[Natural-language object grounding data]
=== Section Start ===
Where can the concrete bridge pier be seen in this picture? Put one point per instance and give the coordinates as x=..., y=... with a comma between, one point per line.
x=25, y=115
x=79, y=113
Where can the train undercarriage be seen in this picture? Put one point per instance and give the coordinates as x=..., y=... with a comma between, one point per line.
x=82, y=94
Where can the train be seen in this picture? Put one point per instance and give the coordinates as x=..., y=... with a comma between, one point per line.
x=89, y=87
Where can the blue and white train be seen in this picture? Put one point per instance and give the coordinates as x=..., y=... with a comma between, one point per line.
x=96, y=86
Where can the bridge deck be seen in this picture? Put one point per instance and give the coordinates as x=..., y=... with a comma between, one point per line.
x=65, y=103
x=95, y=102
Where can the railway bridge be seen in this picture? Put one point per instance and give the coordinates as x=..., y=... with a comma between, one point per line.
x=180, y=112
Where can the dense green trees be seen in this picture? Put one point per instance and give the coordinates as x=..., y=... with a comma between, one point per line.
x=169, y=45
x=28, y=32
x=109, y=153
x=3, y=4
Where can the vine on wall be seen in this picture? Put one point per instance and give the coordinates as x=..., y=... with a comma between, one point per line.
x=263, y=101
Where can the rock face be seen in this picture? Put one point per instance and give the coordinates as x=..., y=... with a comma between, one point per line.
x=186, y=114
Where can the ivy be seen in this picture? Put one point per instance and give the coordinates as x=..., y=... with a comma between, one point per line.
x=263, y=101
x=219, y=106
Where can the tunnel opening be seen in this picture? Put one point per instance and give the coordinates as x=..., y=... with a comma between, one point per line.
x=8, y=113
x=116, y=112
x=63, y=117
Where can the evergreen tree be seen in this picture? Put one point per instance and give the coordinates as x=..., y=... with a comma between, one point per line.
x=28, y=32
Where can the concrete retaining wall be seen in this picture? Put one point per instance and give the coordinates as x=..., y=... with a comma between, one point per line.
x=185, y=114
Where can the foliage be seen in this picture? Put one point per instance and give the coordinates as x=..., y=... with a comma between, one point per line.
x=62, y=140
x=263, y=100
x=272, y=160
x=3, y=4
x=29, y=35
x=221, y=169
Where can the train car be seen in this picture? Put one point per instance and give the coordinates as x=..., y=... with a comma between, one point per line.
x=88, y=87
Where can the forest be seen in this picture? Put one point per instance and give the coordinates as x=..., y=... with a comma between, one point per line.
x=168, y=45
=== Section End ===
### [ACTION ITEM]
Retype the records exactly.

### [RESPONSE AREA]
Where can the concrete bridge pier be seen in this picture? Put one point per instance and give the coordinates as x=..., y=... with a comma between, one point per line.
x=25, y=115
x=79, y=113
Where can the train undercarriage be seen in this picture? Put one point per instance and give the coordinates as x=..., y=... with a comma between, one point per line.
x=82, y=94
Where can the train be seen in this picture? Put one point per instance and give the coordinates as x=..., y=... with a comma between, one point per line.
x=89, y=87
Where can the blue and white train be seen in this picture? Put one point per instance and give the coordinates as x=..., y=... with a comma between, one point per line.
x=96, y=86
Where can the bridge deck be seen in this picture? Put one point per instance and give the coordinates as x=..., y=... with a comma between, one point per line.
x=65, y=103
x=95, y=102
Where can the railway bridge be seen in this picture? Put one point per instance and give the coordinates as x=..., y=... with a comma between, one point per line.
x=180, y=112
Where can the dense green trees be seen in this picture? Put one point per instance and give the coordinates as x=..., y=... with a comma between, one point per line.
x=169, y=45
x=28, y=32
x=109, y=153
x=3, y=4
Where can the vine on wall be seen in this picture? Put one point per instance and give the coordinates as x=..., y=... with a comma between, one point per line.
x=263, y=101
Where can the rock face be seen in this picture? Put one point per instance and give the coordinates as x=..., y=... with a comma between, one point per line.
x=186, y=114
Where can the ivy be seen in this picture? Put one point per instance and give the coordinates as x=..., y=... with a comma between, one point per line.
x=263, y=101
x=219, y=106
Where can the tunnel opening be seen in this picture? Put one point per instance and give the coordinates as x=..., y=... with a comma between, one point per line.
x=8, y=113
x=116, y=112
x=63, y=117
Where can the evergreen tree be seen in this picture? Put one point per instance and give the coordinates as x=..., y=... with a comma between, one point per line.
x=28, y=32
Where can the concrete retaining wall be seen in this picture? Put one point per instance and give the coordinates as x=..., y=... with a comma between, one point per line.
x=185, y=114
Where can the foliage be seen in this picture? Put one point per instance and give the coordinates as x=..., y=... with a comma between, one point per line.
x=62, y=140
x=263, y=100
x=272, y=160
x=3, y=4
x=29, y=35
x=221, y=169
Where can the train car be seen in this picture? Put one point per instance and give the coordinates as x=..., y=... with a comma between, one point per line.
x=88, y=87
Where can the forest be seen in this picture? Put one point per instance and give the coordinates as x=..., y=... with a comma between, one point per line.
x=168, y=45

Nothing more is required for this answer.